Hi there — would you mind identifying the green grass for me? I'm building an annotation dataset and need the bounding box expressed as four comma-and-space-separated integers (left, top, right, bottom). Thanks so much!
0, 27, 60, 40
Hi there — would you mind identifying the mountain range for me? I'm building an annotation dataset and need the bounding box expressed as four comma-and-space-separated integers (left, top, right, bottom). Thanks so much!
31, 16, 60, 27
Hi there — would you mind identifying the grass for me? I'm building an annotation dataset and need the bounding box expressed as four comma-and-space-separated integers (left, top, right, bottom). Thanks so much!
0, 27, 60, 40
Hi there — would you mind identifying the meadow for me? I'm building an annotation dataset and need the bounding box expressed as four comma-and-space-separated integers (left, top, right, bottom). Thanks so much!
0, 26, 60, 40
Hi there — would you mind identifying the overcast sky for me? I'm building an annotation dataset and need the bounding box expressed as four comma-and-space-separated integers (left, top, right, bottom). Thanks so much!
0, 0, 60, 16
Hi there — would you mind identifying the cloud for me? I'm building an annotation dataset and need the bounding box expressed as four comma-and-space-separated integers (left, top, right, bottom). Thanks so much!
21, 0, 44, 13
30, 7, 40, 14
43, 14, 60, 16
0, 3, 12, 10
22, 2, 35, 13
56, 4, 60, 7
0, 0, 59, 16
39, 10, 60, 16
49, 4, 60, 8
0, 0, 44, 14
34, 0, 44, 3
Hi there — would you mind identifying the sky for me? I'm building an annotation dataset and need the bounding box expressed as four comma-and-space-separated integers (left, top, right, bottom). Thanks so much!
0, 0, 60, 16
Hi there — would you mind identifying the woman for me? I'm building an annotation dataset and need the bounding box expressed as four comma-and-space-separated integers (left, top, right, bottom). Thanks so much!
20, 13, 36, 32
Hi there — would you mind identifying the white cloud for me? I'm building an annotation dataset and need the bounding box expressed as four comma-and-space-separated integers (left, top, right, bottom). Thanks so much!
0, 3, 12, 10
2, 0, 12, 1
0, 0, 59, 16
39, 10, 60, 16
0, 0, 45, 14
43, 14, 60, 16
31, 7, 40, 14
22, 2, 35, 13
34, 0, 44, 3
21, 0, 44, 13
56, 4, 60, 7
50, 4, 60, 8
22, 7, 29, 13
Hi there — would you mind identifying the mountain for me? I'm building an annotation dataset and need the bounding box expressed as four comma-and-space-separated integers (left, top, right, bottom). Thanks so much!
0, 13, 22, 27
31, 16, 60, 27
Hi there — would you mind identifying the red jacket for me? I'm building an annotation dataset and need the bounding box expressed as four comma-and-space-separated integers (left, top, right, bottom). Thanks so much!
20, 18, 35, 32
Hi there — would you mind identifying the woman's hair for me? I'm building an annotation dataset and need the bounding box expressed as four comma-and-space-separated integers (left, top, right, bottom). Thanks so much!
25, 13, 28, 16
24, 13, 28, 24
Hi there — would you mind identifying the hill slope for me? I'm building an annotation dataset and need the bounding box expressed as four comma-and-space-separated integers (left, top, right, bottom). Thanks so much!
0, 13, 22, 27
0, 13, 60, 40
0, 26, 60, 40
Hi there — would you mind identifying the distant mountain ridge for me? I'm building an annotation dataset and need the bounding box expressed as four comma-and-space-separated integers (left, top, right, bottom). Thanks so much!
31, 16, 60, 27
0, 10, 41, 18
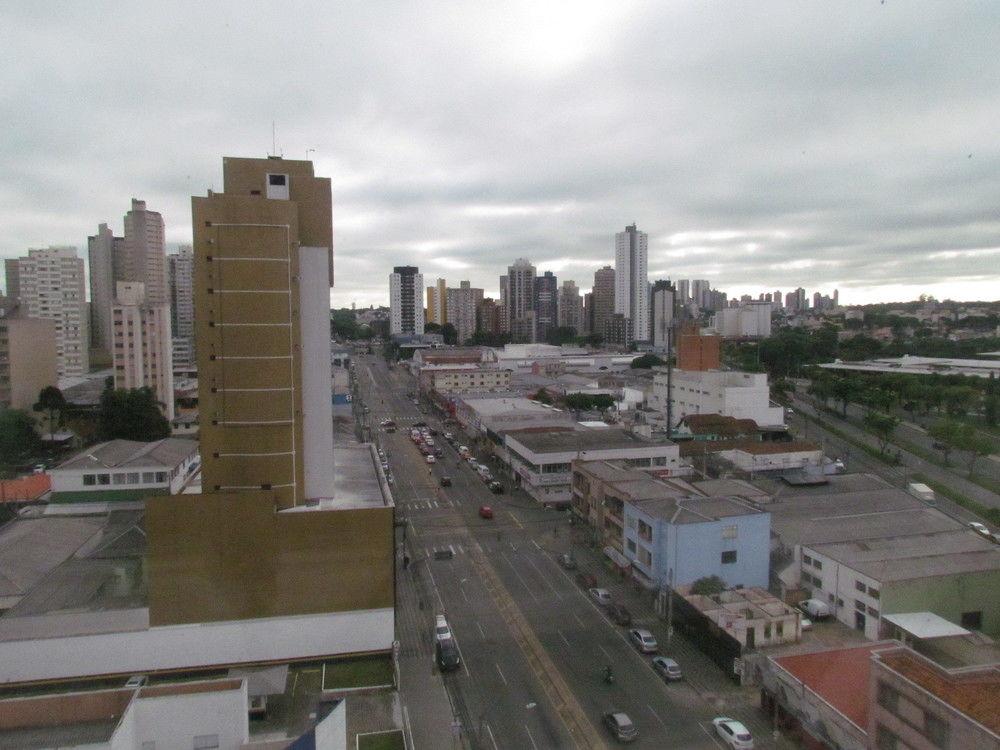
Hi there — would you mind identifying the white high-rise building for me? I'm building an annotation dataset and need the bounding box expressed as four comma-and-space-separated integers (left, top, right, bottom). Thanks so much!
504, 258, 536, 343
615, 224, 649, 340
446, 280, 483, 345
122, 198, 168, 306
5, 247, 88, 377
558, 280, 583, 332
691, 279, 711, 310
168, 245, 195, 365
87, 223, 124, 354
390, 266, 424, 336
651, 283, 675, 352
112, 281, 175, 420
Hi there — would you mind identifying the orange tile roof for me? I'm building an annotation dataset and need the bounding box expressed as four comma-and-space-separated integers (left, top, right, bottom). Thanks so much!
878, 650, 1000, 734
0, 474, 50, 503
775, 643, 896, 730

| Description of the task |
For this exercise, return the records above in full and exactly, omitting the images.

| Answer for this exercise |
Hi there — would you mind identifying the green grass for me? I'm building an annotation dataset and need the bounding box expressed as four comma-and-space-separated integers (left, top, right, bottom). Thanks so much!
0, 27, 60, 40
Hi there — would you mind identifying the mountain range for me? I'm building an annotation dataset and need the bounding box expressed as four comma-and-space-separated integers (left, top, right, bottom). Thanks so much!
31, 16, 60, 27
Hi there — would you mind identifying the grass for me? I'm building an annotation dataset and need the bounding box expressed as four comma-and-space-separated integers (left, top, right, bottom). Thanks so much!
0, 27, 60, 40
Hi there — would you mind identifying the meadow for me? I'm building an annotation dataset and need the bounding box expressed as four comma-and-space-separated integers (left, top, right, bottom). Thanks so much!
0, 26, 60, 40
Hi there — would you mind identifying the overcast sky for me? I'm building an annotation dataset and need the bounding box expressed as four comma-and-space-separated integers (left, top, right, bottom). Thanks so much!
0, 0, 60, 16
Hi there — would you mind identifying the cloud for me? I'm building an annotation dataset and need the bounding box expressed as four comma-and-space-separated integers (left, top, right, bottom). Thanks so much!
21, 0, 44, 13
30, 7, 40, 14
43, 14, 60, 16
0, 3, 12, 10
22, 2, 35, 13
56, 4, 60, 7
0, 0, 59, 16
39, 10, 60, 16
49, 4, 60, 8
0, 0, 44, 14
34, 0, 44, 3
Hi there — would you mind identifying the sky for me? I'm building an annotation dataset and need the bounding box expressed as four comma-and-space-separated integers (left, top, right, bottom). Thanks so much!
0, 0, 60, 16
Hi there — would you mind identifying the woman for me? I'm building an annotation dataset and need the bounding box expressed as four comma-and-space-separated integers (left, top, right, bottom). Thanks so much!
20, 13, 36, 32
Hi there — would you mind identifying the white cloud for me? I'm building an annotation dataset and need the bounding box expressed as four comma-and-space-separated integers (left, top, right, bottom). Thanks so much!
0, 3, 12, 10
2, 0, 12, 1
0, 0, 59, 16
39, 10, 60, 16
0, 0, 45, 14
43, 14, 60, 16
31, 7, 40, 14
22, 2, 35, 13
34, 0, 44, 3
21, 0, 44, 13
56, 4, 60, 7
50, 4, 60, 8
22, 7, 29, 13
Hi there — would you mind identifying the mountain for me? I'm building an annotation dataset and need the bounding box expressed as four comma-and-space-separated integers (left, top, right, bottom). Thanks so much!
0, 13, 22, 27
31, 16, 60, 27
Hi there — would you mind identifying the red jacket for me? I'm building an annotation dataset and need the bounding box expressed as four comma-and-space-separated integers (left, top, right, bottom). Thanks so much!
20, 18, 35, 32
Hi there — would you mind identifying the woman's hair for me? I'm building an annotation dataset and need the bounding box expressed as four comma-and-space-separated integers (left, top, right, bottom). Thanks so much!
25, 13, 28, 16
24, 13, 28, 24
Hi there — would you mind identifying the hill slope for me? I'm building an annotation dataset and need the bounding box expressed as four comma-and-space-separated integers (left, top, right, bottom). Thanks so much!
0, 13, 22, 27
0, 13, 60, 40
0, 26, 60, 40
Hi there — would you mind identifying the distant mountain ridge for me? I'm building an annotation dataset and need the bounding box expressed as four comma-and-space-separated integers (left, top, right, bottom). Thanks so much!
31, 16, 60, 27
0, 10, 41, 18
Hi there — would you mind identifying the white high-rise building for me? I'm building an annotation dataset and need the bounding box expressed as four comma-and-space-separated integers (left, top, right, bottom). Thanks so much!
504, 258, 536, 343
615, 224, 649, 340
446, 280, 483, 345
122, 198, 168, 306
5, 247, 88, 377
558, 280, 583, 332
691, 279, 711, 310
168, 245, 195, 365
87, 223, 124, 354
390, 266, 424, 336
651, 283, 675, 352
112, 281, 175, 420
Hi there — would you mind identifying the orange tile roof for me? I'm building an annotation dataset and need the bounding box expressed as four comma-and-space-separated integers (left, top, right, bottom). Thanks so much!
878, 650, 1000, 734
0, 474, 50, 503
775, 643, 896, 730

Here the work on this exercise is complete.